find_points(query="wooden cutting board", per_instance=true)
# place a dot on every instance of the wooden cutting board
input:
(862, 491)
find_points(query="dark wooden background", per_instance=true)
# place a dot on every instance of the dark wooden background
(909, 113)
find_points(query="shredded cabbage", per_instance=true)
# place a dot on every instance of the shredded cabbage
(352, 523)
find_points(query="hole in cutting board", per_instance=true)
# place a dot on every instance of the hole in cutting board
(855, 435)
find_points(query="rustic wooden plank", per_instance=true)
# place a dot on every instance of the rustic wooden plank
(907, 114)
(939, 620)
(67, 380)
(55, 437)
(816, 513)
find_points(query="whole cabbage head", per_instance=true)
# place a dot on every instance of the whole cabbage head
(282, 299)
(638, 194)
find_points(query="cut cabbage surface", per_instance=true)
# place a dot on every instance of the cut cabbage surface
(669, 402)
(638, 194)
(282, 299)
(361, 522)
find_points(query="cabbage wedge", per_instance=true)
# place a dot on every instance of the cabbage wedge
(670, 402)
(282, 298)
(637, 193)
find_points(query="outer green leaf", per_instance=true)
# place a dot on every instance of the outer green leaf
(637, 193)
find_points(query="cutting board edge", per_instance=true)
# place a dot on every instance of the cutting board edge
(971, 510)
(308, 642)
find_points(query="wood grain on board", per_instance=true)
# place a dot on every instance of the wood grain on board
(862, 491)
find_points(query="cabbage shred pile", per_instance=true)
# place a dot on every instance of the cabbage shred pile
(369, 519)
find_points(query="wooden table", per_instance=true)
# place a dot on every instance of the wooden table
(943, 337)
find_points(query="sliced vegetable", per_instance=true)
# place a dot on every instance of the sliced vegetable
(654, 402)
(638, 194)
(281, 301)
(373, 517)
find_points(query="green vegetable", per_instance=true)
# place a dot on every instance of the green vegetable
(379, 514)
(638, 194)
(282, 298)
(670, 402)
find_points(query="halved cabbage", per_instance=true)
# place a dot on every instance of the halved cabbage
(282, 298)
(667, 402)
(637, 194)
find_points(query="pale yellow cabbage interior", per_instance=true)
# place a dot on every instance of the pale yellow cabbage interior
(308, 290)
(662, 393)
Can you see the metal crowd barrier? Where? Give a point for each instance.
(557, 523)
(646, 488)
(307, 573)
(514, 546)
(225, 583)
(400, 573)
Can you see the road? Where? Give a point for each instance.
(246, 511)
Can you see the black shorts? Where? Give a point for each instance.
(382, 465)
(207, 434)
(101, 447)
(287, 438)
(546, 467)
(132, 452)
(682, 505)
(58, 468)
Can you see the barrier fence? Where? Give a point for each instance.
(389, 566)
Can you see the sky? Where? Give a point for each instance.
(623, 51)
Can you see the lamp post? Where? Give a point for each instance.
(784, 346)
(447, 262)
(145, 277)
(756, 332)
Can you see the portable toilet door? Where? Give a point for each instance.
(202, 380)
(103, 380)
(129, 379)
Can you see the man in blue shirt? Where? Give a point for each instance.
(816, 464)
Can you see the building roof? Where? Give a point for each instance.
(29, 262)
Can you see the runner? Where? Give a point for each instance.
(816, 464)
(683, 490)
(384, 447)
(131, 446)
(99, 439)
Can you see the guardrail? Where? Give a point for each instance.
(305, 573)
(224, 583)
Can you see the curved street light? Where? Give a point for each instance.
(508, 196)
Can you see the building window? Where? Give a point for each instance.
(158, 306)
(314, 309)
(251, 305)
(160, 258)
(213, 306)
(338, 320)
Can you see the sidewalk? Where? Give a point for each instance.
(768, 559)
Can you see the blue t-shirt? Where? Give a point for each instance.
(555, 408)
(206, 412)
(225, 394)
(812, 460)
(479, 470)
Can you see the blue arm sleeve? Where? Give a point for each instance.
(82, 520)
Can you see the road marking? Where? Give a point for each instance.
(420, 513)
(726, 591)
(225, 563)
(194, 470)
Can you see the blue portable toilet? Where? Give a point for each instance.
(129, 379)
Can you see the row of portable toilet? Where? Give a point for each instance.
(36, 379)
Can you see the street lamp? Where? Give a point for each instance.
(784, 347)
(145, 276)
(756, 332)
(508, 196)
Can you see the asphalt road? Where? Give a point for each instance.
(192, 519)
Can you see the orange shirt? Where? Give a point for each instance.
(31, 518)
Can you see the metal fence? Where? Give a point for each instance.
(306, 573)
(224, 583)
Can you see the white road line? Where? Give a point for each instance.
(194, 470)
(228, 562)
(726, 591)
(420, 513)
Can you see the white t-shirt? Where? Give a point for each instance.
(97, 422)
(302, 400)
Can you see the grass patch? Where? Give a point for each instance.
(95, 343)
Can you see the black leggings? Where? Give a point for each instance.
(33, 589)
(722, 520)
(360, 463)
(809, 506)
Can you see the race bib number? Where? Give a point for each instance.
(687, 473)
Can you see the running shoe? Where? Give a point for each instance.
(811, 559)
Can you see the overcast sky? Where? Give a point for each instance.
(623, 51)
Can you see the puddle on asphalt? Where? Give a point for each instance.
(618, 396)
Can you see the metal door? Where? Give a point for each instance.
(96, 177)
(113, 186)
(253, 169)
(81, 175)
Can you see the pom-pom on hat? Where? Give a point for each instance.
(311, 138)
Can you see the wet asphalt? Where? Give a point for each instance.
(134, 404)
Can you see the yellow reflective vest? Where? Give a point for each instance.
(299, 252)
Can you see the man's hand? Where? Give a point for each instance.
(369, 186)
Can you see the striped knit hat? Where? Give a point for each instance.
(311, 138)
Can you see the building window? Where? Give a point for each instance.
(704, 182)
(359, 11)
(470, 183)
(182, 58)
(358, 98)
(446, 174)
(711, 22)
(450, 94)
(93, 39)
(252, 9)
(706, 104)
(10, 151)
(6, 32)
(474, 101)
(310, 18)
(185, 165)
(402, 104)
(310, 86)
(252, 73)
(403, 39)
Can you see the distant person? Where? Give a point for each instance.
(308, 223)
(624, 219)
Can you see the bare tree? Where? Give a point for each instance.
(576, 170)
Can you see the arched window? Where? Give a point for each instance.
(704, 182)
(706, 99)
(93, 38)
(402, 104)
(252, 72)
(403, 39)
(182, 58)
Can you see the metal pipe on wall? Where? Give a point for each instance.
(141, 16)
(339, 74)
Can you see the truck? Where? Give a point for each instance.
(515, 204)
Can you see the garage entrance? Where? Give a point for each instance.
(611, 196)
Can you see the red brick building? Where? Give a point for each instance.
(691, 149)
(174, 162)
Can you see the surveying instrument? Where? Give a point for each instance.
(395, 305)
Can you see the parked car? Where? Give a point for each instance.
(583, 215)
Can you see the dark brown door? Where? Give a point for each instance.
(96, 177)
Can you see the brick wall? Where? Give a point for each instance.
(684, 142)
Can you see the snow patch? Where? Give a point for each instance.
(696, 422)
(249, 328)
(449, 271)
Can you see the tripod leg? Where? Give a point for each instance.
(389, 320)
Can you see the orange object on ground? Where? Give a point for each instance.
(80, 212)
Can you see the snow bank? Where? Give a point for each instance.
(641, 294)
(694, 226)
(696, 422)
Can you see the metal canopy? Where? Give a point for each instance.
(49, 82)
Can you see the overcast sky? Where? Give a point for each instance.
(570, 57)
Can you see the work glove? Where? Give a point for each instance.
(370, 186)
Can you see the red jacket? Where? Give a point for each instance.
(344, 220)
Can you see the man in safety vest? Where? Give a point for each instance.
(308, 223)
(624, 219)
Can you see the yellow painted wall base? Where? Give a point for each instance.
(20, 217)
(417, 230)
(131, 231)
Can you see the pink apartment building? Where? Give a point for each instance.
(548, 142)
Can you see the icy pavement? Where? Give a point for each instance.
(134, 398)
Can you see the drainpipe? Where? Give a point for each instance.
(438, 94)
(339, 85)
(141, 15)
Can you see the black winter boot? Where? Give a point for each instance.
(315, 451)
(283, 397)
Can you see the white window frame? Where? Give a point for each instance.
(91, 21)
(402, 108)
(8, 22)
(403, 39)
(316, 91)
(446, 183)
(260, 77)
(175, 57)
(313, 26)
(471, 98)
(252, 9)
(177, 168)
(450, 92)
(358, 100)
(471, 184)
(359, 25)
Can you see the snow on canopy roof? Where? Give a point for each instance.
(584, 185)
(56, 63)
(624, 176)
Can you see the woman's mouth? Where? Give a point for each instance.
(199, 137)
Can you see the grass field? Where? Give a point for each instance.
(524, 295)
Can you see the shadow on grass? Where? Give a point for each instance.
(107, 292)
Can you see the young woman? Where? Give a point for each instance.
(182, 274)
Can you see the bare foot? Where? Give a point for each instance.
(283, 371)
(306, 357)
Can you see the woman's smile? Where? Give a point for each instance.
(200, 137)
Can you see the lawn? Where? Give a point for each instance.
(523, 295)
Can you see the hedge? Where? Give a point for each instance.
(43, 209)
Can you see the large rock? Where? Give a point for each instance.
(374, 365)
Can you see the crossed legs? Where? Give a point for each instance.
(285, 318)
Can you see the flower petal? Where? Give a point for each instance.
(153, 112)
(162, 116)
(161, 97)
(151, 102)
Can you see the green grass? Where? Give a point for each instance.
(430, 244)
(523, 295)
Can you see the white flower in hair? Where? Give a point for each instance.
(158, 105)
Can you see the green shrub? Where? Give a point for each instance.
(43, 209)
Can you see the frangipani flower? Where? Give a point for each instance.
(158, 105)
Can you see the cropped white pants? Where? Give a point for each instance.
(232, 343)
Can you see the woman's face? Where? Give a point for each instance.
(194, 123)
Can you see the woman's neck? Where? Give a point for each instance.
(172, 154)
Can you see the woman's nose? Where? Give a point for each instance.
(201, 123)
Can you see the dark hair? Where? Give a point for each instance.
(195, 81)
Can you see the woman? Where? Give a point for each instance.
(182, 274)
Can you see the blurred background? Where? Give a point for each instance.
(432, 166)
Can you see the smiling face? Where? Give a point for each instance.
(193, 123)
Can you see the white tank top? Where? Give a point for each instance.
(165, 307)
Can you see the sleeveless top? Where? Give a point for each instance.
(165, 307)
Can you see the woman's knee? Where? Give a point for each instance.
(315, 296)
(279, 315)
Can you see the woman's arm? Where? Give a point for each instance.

★ ★ ★ ★ ★ ★ ★

__What is being asked__.
Render everything from the line containing "Can you see the woman's neck?" down to the end of the data as a Markdown table with two columns, Row and Line, giving each line its own numbered row and leaving out blank lines.

__Solution__.
| Row | Line |
|---|---|
| 1 | Can you see the woman's neck? Where? Give a point for each instance. |
| 2 | (172, 154) |
| 3 | Can you see the woman's nose? Where? Give a point for each instance. |
| 4 | (201, 123) |
| 5 | Can you see the dark hair? Where? Give a point for each instance. |
| 6 | (195, 81) |
| 7 | Can you see the woman? Where? Give a point for each instance. |
| 8 | (182, 274) |
| 9 | Can you see the blurred background? Where? Give a point for each instance. |
| 10 | (432, 166) |
| 11 | Can you see the smiling face? Where? Give a point for each instance. |
| 12 | (193, 123) |
| 13 | Can you see the white tank top? Where? Give a point for each instance. |
| 14 | (165, 307) |
| 15 | Can you see the sleeveless top? Where? Give a point for each instance. |
| 16 | (165, 307) |
| 17 | Can you see the woman's knee? Where? Give a point for each instance. |
| 18 | (315, 296) |
| 19 | (279, 315) |
| 20 | Can you see the woman's arm? Where? Give a point for each instance. |